Instructions to follow =>
Can you repeat the stretch of the parliamentary speech from "Ever since the" through "from the truth.", swapping "Chancellor" for "Prime Minister"?

Text under study =>
>>

Notwithstanding what the Paymaster General suggested earlier, this debate called by my party is absolutely the right one. It is easy to forget, given the plethora of scandals afflicting this Government, that when it comes to actual good governance they fall short of that marker. Perhaps it is as a result of the cumulative effect of those scandals— certainly on the back of the Owen Paterson debacle—that these issues are starting to pick up traction. The issues of waste, fraud, fast-track procurement processes and contracts that did not deliver are all interconnected. They did not begin with Owen Paterson and end with Lord Agnew’s resignation.

Ever since the pandemic began, Members on the Opposition side of the House have raised questions, as any good Opposition should; but we were derided and ignored, accused of playing party politics throughout a national crisis. These days the Chancellor is conspicuous by his absence. That is in stark contrast to the dizzying heights of his popularity early in the pandemic, but it also means that he cannot continue to evade accountability and run from the truth.

It is not as if the Government were not warned. I attended a Westminster Hall debate called by my good and hon. Friend the Member for Liverpool, Walton (Dan Carden) on 8 December 2020, on the back of the National Audit Office report that was critical of the Government in respect of transparency about the use of public funds for covid contracts. Companies with no track record or experience of delivering comprehensive outcomes on anything, let alone specialist services, were awarded contracts to the tune of hundreds of millions of pounds of taxpayer cash, and the only criterion, as far as we can tell, was their personal connections with the Conservative party and Conservative Ministers—a bit like the pub landlord, for example. It is absolutely shameful. At about that time, Conservative Ministers such as Lord Bethell were refusing to publish a list of the companies awarded contracts to provide PPE because of the “commercial sensitivity” associated with the high-priority VIP lane; others might call it the Tory gravy train.

<<

Stored data entries:
>>

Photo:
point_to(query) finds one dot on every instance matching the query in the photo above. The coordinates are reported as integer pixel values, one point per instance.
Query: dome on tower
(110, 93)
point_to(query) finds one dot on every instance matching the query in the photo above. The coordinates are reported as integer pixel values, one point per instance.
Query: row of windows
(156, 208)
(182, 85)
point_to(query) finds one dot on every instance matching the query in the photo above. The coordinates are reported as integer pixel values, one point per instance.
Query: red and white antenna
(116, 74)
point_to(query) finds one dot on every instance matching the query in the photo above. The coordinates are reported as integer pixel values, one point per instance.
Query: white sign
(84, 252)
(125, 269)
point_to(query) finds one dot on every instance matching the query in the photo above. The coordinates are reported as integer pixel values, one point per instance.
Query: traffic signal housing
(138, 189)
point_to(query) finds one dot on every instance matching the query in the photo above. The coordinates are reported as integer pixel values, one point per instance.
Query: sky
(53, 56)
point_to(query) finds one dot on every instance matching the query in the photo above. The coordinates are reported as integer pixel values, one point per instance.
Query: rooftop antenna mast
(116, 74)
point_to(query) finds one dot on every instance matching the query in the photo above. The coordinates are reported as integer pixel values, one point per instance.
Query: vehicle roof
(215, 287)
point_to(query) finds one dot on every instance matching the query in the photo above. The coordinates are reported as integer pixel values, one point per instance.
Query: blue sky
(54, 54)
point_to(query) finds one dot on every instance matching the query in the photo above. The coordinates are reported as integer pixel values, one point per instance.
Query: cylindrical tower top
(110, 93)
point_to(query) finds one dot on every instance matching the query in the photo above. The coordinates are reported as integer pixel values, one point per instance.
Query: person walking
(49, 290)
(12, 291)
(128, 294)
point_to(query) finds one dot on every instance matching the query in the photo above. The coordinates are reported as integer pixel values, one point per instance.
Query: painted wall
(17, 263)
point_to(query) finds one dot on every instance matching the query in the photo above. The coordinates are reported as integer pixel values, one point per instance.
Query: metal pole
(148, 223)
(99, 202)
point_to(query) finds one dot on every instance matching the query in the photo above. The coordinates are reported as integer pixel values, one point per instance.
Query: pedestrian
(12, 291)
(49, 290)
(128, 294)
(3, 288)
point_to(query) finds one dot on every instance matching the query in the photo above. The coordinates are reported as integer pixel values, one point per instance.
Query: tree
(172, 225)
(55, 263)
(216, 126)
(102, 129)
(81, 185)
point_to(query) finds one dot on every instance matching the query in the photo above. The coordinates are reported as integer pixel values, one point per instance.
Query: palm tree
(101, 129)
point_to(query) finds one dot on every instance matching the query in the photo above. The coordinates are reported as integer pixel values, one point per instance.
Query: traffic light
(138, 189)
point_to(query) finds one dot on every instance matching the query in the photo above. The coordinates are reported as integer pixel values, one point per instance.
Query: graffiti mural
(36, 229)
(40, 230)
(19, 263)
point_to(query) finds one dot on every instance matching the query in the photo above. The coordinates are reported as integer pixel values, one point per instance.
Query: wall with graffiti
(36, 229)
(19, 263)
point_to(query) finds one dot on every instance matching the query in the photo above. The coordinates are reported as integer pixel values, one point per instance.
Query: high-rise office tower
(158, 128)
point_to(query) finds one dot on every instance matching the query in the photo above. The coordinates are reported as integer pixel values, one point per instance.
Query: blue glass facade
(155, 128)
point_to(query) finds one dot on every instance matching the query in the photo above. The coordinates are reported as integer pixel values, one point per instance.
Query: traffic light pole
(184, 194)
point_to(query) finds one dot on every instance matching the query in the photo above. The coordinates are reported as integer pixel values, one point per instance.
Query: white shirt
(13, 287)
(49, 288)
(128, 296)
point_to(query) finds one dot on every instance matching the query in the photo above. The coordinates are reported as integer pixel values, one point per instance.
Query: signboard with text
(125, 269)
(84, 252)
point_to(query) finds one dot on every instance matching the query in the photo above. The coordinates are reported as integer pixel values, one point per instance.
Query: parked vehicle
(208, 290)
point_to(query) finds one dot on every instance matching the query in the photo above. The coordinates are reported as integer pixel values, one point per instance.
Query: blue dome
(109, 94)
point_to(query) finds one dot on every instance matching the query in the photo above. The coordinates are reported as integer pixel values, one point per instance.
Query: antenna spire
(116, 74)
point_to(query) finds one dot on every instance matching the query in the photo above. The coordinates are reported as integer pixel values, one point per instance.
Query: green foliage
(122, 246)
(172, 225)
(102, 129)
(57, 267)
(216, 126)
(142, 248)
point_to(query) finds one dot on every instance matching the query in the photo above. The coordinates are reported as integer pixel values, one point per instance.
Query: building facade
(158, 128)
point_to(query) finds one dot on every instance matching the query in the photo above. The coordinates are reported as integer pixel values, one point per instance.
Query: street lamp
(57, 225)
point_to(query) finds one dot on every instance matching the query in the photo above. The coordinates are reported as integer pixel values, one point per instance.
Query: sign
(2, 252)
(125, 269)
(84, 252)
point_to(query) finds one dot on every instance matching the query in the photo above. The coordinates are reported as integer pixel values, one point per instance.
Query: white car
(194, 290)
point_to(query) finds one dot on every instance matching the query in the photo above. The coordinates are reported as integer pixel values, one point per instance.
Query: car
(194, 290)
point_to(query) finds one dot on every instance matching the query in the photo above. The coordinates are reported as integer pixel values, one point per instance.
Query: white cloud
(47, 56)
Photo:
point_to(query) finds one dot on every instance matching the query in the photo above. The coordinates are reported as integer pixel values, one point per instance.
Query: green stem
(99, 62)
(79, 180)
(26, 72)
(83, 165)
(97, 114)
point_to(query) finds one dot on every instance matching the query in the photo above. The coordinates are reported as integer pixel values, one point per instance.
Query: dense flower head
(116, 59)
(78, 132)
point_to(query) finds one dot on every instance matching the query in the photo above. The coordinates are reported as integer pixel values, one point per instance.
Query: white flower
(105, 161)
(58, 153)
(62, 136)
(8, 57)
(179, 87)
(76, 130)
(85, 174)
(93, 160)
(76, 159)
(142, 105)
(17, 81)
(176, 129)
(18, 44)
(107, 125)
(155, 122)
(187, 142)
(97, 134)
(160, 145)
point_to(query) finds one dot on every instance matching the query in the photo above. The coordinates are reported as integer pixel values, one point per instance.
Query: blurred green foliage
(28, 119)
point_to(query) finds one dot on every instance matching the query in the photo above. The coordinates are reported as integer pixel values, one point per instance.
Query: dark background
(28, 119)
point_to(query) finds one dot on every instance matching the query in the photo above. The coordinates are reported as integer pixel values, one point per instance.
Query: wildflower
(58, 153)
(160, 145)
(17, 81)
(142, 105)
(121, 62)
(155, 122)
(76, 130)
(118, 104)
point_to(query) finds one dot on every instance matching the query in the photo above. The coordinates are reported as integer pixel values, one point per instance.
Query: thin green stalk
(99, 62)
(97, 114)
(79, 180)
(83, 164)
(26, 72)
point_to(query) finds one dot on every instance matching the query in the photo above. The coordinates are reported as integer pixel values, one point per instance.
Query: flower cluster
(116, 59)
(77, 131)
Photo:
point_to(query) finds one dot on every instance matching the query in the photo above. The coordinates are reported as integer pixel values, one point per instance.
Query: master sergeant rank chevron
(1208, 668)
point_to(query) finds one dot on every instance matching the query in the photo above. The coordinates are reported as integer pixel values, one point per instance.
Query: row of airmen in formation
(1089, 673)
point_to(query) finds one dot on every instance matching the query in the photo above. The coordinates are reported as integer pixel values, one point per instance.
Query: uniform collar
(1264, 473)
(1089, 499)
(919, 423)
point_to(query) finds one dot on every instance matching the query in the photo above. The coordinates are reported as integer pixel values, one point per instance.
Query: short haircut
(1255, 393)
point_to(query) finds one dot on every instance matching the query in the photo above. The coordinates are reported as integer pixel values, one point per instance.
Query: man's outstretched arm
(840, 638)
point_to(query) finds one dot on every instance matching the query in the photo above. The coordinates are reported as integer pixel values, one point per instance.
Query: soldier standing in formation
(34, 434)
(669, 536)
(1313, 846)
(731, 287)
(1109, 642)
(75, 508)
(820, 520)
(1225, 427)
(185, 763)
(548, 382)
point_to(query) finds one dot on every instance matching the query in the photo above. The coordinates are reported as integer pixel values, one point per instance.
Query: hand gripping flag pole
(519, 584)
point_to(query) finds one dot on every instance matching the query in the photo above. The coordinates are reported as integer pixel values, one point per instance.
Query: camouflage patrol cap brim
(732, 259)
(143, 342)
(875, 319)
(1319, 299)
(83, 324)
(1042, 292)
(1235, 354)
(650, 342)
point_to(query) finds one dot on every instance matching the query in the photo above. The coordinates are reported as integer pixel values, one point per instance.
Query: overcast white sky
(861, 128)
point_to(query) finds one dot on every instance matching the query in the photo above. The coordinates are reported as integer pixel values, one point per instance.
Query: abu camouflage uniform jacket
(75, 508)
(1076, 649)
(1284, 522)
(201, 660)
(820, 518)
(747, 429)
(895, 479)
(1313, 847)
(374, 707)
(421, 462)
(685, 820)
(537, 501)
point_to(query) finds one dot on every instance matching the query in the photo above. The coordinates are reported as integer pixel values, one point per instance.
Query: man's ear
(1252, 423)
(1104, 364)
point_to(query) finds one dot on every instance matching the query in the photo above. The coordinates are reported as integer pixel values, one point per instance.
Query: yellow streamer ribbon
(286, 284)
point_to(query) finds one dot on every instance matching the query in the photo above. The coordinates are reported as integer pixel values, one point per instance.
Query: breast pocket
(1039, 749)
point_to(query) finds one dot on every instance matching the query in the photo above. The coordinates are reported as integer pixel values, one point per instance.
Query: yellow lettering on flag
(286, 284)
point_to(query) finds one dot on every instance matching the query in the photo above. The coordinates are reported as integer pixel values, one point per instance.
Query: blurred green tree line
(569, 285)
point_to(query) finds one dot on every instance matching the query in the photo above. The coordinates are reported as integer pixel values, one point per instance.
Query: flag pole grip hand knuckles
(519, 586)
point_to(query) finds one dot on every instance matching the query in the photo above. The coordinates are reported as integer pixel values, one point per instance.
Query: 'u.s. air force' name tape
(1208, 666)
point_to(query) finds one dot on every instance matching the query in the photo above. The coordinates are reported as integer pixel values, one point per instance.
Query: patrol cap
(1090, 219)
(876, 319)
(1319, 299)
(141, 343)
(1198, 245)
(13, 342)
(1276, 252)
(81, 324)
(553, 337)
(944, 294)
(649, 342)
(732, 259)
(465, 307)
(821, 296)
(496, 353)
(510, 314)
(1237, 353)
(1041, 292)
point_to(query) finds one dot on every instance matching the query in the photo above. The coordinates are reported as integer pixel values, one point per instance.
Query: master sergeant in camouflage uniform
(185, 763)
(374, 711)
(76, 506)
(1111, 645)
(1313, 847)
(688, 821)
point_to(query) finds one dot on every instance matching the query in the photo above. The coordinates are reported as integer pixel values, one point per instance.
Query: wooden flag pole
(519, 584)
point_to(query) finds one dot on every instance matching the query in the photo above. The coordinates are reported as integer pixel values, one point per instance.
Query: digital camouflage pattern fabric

<<

Task result =>
Ever since the pandemic began, Members on the Opposition side of the House have raised questions, as any good Opposition should; but we were derided and ignored, accused of playing party politics throughout a national crisis. These days the Prime Minister is conspicuous by his absence. That is in stark contrast to the dizzying heights of his popularity early in the pandemic, but it also means that he cannot continue to evade accountability and run from the truth.